→ OBJECTIFS:
(a) Recopiez le passage de l'extrait sur la Mauritanie qui va de "Car le tout" à "contre les terroristes.".
(b) D'après l'extrait sur la Mauritanie, sur quel terrain ce pays a-t-il choisi de dialoguer avec l'idéologie jihadiste ?
(c) Prolongez le texte sur la lutte de la Mauritanie contre le terrorisme en reprenant juste après sa dernière phrase.

→ EXTRAIT DE PAGE:
Cette approche a permis de couper la route au jihadisme avant qu’il ne s’enracine. Pendant que d’autres armées transformaient leurs propres populations en ennemis potentiels, la Mauritanie investissait dans l’intelligence territoriale.
Car le tout militaire n’est jamais venu à bout du terrorisme et d’ailleurs les armées suréquipées des États-Unis et de la Russie n’ont-elles pas échoué en Afghanistan. La Mauritanie est tout aussi vaste que le Mali mais elle a su combattre le terrorisme sur son territoire sans faire appel à des mercenaires russes ou turcs et sans investir dans des blindés et des drones. Barkhane, Minusma, …aucune force internationale n’a été déployée en Mauritanie pour lutter contre les terroristes.
Là où le Mali, le Niger et le Burkina ont choisi la brutalité militaire comme réponse exclusive, la Mauritanie a osé l’impensable : dialoguer avec l’idéologie jihadiste sur son propre terrain, le RELIGIEUX.

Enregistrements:
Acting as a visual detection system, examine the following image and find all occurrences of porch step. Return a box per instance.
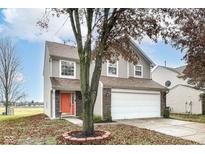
[63,117,83,126]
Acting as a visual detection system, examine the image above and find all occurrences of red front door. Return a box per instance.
[61,93,72,114]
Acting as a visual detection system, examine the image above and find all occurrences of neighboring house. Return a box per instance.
[43,41,167,119]
[152,66,205,114]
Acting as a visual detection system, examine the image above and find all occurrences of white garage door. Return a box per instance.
[111,89,160,119]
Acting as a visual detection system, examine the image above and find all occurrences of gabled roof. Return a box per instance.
[46,41,79,60]
[170,84,205,92]
[50,76,168,91]
[45,39,155,66]
[174,65,186,74]
[130,39,156,67]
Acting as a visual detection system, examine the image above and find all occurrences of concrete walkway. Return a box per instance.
[63,117,83,126]
[118,119,205,144]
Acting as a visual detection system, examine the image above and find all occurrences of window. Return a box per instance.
[60,60,76,78]
[107,61,118,77]
[134,65,142,77]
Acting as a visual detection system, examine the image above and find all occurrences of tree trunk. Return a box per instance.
[5,103,8,115]
[5,90,9,115]
[82,94,94,136]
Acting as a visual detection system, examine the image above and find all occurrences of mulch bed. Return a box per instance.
[0,114,198,145]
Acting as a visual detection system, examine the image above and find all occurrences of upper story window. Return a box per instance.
[134,65,143,78]
[107,61,118,77]
[60,60,76,78]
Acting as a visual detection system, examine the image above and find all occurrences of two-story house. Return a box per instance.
[152,66,205,114]
[43,41,167,119]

→ RÉPONSES:
(a)
Car le tout militaire n’est jamais venu à bout du terrorisme et d’ailleurs les armées suréquipées des États-Unis et de la Russie n’ont-elles pas échoué en Afghanistan. La Mauritanie est tout aussi vaste que le Mali mais elle a su combattre le terrorisme sur son territoire sans faire appel à des mercenaires russes ou turcs et sans investir dans des blindés et des drones. Barkhane, Minusma, …aucune force internationale n’a été déployée en Mauritanie pour lutter contre les terroristes.

(b) Sur son propre terrain, le religieux.

(c)
Des imams formés ont rencontré des combattants prisonniers pour déconstruire, texte coranique à l’appui, la légitimité théologique de leur combat. Pas de torture, pas de disparitions : un débat d’idées mené avec les armes de la foi.
Le résultat ? Des dizaines de repentis réintégrés, un discours religieux national cohérent, et surtout, une victoire symbolique capitale : le jihadisme a perdu son vernis sacré là où il continue de séduire ailleurs. La Mauritanie a compris que les balles tuent les hommes, mais que seules les idées tuent les idéologies.
Pendant que les casernes sahéliennes se transformaient en palais présidentiels, l’armée mauritanienne a fait un choix devenu rarissime dans la région : rester dans son rôle.
Certes, la Mauritanie a connu ses propres coups d’État, le dernier en 2008. Mais depuis, une discipline institutionnelle s’est imposée. Les officiers mauritaniens n’ont pas confondu le pouvoir avec le spectacle. Ils ont compris que la légitimité militaire ne se proclame pas devant des foules en liesse, mais se construit dans les casernes, dans la discipline, dans la fidélité à une mission claire : protéger le territoire, pas gouverner par la force.
Cette sobriété institutionnelle a préservé la Mauritanie de la spirale des putschs à répétition qui ravage ses voisins. Un État ne peut être stable quand son armée change de rôle tous les cinq ans.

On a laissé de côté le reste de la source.